*** Opening Document text ***

This is a problem because our insurance industry is getting very aggressive about measuring "quality of care". They are pushing "pay for performance" where physicians get paid more (or less) depending on whether they are meeting the appropriate outcomes. This pressures physicians to "perform". However, it's turning out that we don't actually know how we're performing. Things that we think are good are turning out to be bad. Perhaps there are a few "bad doctors" who are actually doing a better job at things. I've come up against some of my colleagues from time to time. I guess I don't know who is right and wrong. But a lot of times I want blood pressures "too high". That's because the medications are causing dizziness. They other doctor wants to have "high quality care". I want the patient to avoid falling and breaking their hip. But my quality of care is not good. Except now it's turning out more and more that we don't really know. There is no study on lowering blood pressure in dizzy patients.

Tuesday, June 10, 2008

Age

JF was late today because he was lost on the way here. He thinks he's losing his mind. He has neuropathy and tremors and back pain. He told me that he doesn't like the treadmill at all. He doesn't want to exercise and it's "hell" getting old. He thinks of aging as a series of giving up things. He's thought it ma be better to die young. I hear this.

*** Closing Document text ***
*** Opening Dataset ***

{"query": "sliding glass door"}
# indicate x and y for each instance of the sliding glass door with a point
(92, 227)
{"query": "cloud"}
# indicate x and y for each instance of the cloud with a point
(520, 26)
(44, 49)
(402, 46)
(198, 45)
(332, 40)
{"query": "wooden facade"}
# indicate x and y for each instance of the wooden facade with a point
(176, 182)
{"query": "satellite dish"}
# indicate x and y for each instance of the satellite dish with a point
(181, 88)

*** Closing Dataset ***
*** Opening Dataset ***

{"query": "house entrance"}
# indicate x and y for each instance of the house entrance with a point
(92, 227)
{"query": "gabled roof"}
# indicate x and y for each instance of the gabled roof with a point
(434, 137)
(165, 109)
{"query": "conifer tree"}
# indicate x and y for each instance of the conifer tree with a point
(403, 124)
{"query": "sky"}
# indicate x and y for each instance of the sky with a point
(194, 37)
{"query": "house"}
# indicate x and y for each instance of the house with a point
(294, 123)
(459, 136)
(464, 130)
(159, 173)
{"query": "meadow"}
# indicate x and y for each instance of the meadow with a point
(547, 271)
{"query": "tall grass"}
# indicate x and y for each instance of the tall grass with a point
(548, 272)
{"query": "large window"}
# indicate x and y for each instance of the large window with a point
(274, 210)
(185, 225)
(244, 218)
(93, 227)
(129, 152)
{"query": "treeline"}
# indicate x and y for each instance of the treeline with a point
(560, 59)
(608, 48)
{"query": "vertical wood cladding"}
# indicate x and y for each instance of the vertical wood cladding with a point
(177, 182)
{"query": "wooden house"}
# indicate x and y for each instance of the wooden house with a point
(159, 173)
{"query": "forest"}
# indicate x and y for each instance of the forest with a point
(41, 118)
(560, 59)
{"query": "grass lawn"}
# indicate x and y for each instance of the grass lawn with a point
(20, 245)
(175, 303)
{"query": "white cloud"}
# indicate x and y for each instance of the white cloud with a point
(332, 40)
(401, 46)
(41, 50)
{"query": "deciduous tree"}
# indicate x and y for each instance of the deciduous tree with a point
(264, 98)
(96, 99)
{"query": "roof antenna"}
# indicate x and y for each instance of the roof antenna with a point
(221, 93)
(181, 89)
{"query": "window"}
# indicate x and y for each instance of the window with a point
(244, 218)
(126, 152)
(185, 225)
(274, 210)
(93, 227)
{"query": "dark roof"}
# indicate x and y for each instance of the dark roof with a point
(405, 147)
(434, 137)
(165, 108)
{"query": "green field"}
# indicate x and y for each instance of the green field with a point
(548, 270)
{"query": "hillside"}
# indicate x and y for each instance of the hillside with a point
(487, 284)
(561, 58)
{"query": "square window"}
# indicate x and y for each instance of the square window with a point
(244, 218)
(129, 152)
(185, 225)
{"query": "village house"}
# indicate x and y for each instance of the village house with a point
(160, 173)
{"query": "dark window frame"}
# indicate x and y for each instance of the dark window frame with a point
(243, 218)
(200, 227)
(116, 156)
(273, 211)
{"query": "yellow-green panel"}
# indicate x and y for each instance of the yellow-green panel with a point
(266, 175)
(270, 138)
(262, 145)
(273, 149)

*** Closing Dataset ***
*** Opening Dataset ***

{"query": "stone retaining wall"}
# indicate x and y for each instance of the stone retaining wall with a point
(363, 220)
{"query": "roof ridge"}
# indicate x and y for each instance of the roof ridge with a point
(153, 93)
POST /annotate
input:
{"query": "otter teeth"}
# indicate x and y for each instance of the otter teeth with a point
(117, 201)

*** Closing Dataset ***

_Tasks to perform:_
A: Reproduce the section of the quality-of-care text above that begins with the words "Tuesday, June 10, 2008" and ends with "I hear this.".
B: Translate this sentence from the quality-of-care text into Spanish: "I want the patient to avoid falling and breaking their hip."
C: According to the quality-of-care text, why does the writer often want patients' blood pressures "too high"?

_Solution list:_
A:
Tuesday, June 10, 2008

Age

JF was late today because he was lost on the way here. He thinks he's losing his mind. He has neuropathy and tremors and back pain. He told me that he doesn't like the treadmill at all. He doesn't want to exercise and it's "hell" getting old. He thinks of aging as a series of giving up things. He's thought it ma be better to die young. I hear this.

B: Quiero que el paciente evite caerse y romperse la cadera.

C: The medications are causing dizziness. The writer wants the patient to avoid falling and breaking their hip.